- [WHAT TO PRODUCE]: Please render every line of the material below as a JSON list of strings, one string per line, leaving out blank lines.

━━━━━ TASK DATA ━━━━━

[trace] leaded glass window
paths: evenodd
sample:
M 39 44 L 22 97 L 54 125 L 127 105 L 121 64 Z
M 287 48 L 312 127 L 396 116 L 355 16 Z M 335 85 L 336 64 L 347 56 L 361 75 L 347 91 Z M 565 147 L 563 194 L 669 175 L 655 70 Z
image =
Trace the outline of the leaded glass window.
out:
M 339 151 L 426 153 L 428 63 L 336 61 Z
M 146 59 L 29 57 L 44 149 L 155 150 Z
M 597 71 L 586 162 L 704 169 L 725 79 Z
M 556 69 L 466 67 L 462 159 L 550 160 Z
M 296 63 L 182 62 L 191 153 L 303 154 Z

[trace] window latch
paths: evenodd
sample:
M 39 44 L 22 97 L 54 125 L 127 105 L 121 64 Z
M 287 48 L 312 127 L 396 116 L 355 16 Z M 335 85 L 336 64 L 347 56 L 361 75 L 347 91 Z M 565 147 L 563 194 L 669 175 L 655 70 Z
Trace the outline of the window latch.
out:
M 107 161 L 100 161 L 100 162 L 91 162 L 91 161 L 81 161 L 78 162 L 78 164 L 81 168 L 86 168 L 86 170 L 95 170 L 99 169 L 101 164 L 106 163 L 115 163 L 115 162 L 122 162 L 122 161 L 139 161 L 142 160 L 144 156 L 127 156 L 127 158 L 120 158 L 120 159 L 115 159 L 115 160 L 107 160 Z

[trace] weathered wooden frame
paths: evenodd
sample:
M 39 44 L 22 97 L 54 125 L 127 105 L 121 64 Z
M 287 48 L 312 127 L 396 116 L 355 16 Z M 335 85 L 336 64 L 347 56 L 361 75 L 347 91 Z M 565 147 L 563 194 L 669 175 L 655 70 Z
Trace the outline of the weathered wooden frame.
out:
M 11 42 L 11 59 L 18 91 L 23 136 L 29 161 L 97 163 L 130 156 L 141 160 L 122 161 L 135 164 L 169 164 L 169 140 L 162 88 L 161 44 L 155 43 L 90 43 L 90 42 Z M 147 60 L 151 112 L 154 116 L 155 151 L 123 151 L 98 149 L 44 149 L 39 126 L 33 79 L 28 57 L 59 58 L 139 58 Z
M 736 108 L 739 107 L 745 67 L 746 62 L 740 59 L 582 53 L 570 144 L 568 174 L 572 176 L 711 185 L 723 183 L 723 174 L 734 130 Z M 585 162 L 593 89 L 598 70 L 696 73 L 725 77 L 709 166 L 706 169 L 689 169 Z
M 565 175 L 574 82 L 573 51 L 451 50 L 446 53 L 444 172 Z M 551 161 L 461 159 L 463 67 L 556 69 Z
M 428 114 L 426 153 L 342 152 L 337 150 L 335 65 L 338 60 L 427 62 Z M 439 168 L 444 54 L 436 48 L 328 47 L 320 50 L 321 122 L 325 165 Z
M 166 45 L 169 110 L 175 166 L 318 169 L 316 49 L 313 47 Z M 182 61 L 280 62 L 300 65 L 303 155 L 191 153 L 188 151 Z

━━━━━

- [EXERCISE SOLUTION]:
[
  "[trace] leaded glass window",
  "paths: evenodd",
  "sample:",
  "M 39 44 L 22 97 L 54 125 L 127 105 L 121 64 Z",
  "M 287 48 L 312 127 L 396 116 L 355 16 Z M 335 85 L 336 64 L 347 56 L 361 75 L 347 91 Z M 565 147 L 563 194 L 669 175 L 655 70 Z",
  "image =",
  "Trace the outline of the leaded glass window.",
  "out:",
  "M 339 151 L 426 153 L 428 63 L 336 61 Z",
  "M 146 59 L 29 57 L 44 149 L 155 150 Z",
  "M 597 71 L 586 162 L 704 169 L 725 79 Z",
  "M 556 69 L 466 67 L 462 159 L 550 160 Z",
  "M 296 63 L 182 62 L 191 153 L 303 154 Z",
  "[trace] window latch",
  "paths: evenodd",
  "sample:",
  "M 39 44 L 22 97 L 54 125 L 127 105 L 121 64 Z",
  "M 287 48 L 312 127 L 396 116 L 355 16 Z M 335 85 L 336 64 L 347 56 L 361 75 L 347 91 Z M 565 147 L 563 194 L 669 175 L 655 70 Z",
  "Trace the outline of the window latch.",
  "out:",
  "M 107 161 L 100 161 L 100 162 L 91 162 L 91 161 L 81 161 L 78 162 L 78 164 L 81 168 L 86 168 L 86 170 L 95 170 L 99 169 L 101 164 L 106 163 L 115 163 L 115 162 L 122 162 L 122 161 L 139 161 L 142 160 L 144 156 L 127 156 L 127 158 L 120 158 L 120 159 L 115 159 L 115 160 L 107 160 Z",
  "[trace] weathered wooden frame",
  "paths: evenodd",
  "sample:",
  "M 39 44 L 22 97 L 54 125 L 127 105 L 121 64 Z",
  "M 287 48 L 312 127 L 396 116 L 355 16 Z M 335 85 L 336 64 L 347 56 L 361 75 L 347 91 Z M 565 147 L 563 194 L 669 175 L 655 70 Z",
  "Trace the outline of the weathered wooden frame.",
  "out:",
  "M 11 42 L 11 59 L 18 91 L 23 136 L 29 161 L 97 163 L 130 156 L 141 160 L 122 161 L 135 164 L 169 164 L 169 140 L 162 88 L 161 44 L 155 43 L 90 43 L 90 42 Z M 147 60 L 151 112 L 154 116 L 155 151 L 123 151 L 98 149 L 44 149 L 39 126 L 33 79 L 28 57 L 59 58 L 139 58 Z",
  "M 736 108 L 739 107 L 745 67 L 746 62 L 740 59 L 582 53 L 570 144 L 568 174 L 572 176 L 711 185 L 723 183 L 723 174 L 734 130 Z M 585 162 L 593 89 L 598 70 L 696 73 L 725 77 L 709 166 L 706 169 L 689 169 Z",
  "M 565 175 L 574 82 L 573 51 L 451 50 L 446 53 L 444 172 Z M 551 161 L 461 159 L 463 67 L 556 69 Z",
  "M 428 114 L 426 153 L 342 152 L 337 150 L 335 65 L 338 60 L 427 62 Z M 439 168 L 444 54 L 436 48 L 328 47 L 320 50 L 321 122 L 325 165 Z",
  "M 166 45 L 169 110 L 175 166 L 318 169 L 316 49 L 313 47 Z M 182 61 L 280 62 L 300 65 L 303 155 L 191 153 L 188 151 Z"
]